§ Text section
GIORNO: In my mind, the drawings work because of the feel of the paper and pencil. The words don't have a feel; it's the canvas or the paper. Somehow I was able to get away from design for a second. The fact that the words aren't filled in or the canvas has weight, that's what makes the thing really work.
PHOTOGRAPH BY JACK SIEGEL
GARTENFELD: In this exhibition you are showing two videos of yourself performing, and you will perform in the space. In combination with the evident workmanship of the painting, there's an over all effect of your presence in the room. Was that a concerted effort?
GIORNO: Well, I do these things over and over, and each poem, each phrase has a musical quality that I know by heart. In both of these performances I'm in another zone. In one, it was a great video and I've done a great performance. In the other, it's a hot summer day on the top of a mountain and I've gotten brain-dead. I performed, but it was on the top of a mountain in Italy and no one was there. It's not a great video, but there are two great performances—with two different audiences.
GARTENFELD: Do you remember the first time you performed?

§ Data excerpts
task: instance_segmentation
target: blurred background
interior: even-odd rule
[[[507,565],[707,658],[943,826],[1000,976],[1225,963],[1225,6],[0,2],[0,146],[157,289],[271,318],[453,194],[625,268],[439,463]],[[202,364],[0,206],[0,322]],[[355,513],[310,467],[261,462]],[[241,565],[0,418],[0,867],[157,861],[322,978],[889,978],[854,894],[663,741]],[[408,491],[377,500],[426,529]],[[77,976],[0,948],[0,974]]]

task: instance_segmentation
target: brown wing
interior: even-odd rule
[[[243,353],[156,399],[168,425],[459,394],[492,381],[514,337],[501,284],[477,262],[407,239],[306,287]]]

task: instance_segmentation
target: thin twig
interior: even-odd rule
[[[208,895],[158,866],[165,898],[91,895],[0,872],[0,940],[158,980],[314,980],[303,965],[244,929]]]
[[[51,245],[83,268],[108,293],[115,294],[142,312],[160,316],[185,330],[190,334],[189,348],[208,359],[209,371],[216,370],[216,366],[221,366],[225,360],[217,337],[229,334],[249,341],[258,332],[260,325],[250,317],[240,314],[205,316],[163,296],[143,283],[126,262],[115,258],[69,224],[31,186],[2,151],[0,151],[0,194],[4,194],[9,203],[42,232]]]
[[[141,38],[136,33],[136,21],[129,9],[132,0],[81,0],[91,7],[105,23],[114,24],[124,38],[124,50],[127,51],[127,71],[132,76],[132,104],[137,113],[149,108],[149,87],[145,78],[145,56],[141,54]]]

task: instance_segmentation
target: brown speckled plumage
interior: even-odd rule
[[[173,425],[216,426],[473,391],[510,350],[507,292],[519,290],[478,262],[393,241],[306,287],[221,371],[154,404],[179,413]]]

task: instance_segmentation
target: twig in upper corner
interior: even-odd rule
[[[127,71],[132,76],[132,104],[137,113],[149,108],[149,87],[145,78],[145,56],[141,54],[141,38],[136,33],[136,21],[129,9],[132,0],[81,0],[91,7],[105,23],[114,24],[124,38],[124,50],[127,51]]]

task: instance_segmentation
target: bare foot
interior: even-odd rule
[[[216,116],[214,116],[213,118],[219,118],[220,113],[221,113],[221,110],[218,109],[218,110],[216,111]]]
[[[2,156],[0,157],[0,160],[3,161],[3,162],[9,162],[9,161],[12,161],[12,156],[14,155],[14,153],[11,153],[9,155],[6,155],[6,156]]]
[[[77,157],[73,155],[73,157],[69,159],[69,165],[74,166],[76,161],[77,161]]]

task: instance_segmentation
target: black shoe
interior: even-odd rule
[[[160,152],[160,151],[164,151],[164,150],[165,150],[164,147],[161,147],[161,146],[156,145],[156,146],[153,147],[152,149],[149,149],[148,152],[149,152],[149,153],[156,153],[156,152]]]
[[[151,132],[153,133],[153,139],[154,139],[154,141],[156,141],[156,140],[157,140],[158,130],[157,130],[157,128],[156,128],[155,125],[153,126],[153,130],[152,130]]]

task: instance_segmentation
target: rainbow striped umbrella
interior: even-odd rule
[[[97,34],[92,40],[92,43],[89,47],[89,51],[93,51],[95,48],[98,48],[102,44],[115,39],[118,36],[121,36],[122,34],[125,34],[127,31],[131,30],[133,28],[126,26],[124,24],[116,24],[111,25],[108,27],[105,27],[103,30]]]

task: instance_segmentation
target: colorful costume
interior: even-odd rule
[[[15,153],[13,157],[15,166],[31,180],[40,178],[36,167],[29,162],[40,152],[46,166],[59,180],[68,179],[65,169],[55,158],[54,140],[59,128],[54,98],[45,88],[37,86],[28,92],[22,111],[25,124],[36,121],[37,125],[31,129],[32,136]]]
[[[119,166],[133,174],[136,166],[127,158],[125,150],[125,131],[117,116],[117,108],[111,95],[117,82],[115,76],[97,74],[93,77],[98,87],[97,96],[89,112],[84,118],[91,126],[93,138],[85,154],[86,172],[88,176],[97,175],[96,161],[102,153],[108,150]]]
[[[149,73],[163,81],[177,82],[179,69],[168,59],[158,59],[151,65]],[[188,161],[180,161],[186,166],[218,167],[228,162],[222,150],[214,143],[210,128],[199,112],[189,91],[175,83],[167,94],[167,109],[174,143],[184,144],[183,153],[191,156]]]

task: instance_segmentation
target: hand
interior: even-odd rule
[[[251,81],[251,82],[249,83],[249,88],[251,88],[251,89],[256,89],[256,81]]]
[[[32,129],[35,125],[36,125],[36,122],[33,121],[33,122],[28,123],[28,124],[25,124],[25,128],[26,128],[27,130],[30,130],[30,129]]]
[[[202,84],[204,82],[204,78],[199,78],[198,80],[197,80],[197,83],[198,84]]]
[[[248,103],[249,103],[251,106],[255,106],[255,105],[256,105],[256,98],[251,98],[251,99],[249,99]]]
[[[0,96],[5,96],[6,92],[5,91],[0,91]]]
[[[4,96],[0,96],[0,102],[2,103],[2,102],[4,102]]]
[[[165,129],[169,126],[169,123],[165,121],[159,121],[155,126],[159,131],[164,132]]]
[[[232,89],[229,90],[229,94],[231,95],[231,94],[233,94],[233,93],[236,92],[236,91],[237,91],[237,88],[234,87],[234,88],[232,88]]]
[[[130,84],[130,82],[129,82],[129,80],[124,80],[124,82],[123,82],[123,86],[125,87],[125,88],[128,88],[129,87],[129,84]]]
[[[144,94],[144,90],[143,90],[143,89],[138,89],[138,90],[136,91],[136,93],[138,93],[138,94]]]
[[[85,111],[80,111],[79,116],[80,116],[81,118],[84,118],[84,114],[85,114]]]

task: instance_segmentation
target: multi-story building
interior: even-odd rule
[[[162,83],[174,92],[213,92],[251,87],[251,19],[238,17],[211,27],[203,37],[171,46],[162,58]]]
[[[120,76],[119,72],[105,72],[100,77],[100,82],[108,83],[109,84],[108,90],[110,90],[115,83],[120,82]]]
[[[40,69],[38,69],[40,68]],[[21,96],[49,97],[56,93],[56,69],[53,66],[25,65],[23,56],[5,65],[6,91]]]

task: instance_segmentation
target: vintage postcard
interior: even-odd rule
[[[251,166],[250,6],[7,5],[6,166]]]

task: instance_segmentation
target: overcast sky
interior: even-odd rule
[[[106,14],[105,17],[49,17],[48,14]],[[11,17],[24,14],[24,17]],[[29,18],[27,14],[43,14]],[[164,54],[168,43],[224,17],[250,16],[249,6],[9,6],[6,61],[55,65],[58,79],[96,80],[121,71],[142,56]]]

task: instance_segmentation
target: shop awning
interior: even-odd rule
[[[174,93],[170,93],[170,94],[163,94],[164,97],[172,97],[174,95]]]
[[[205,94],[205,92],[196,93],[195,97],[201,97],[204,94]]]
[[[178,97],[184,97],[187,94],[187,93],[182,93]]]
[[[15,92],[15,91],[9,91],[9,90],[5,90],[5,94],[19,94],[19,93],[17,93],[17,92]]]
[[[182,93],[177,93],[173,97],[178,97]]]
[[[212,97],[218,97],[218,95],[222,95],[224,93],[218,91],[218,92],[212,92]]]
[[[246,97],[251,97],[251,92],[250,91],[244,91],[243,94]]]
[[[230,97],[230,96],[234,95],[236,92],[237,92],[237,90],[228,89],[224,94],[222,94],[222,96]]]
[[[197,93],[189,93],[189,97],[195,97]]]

§ Instructions
1. Answer these questions using the interview:
(a) What does Giorno say makes the drawings work?
(b) How many videos of Giorno performing are shown in the exhibition?
(c) In which country was the mountain where Giorno performed with no one there?
2. Reproduce everything in the interview from "GIORNO: In my" down to "thing really work.".

§ Answers provided
1.
(a) The feel of the paper and pencil.
(b) Two.
(c) Italy.

2.
GIORNO: In my mind, the drawings work because of the feel of the paper and pencil. The words don't have a feel; it's the canvas or the paper. Somehow I was able to get away from design for a second. The fact that the words aren't filled in or the canvas has weight, that's what makes the thing really work.